- [Provided data]
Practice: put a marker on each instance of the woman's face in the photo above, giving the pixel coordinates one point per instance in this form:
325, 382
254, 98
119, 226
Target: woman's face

- [Goal of the exercise] Please write out the data again exactly as it stands.

- [Completed task]
Practice: put a marker on each instance of the woman's face in the photo above, giving the pixel coordinates one point per instance in this form:
325, 382
254, 98
119, 226
Target: woman's face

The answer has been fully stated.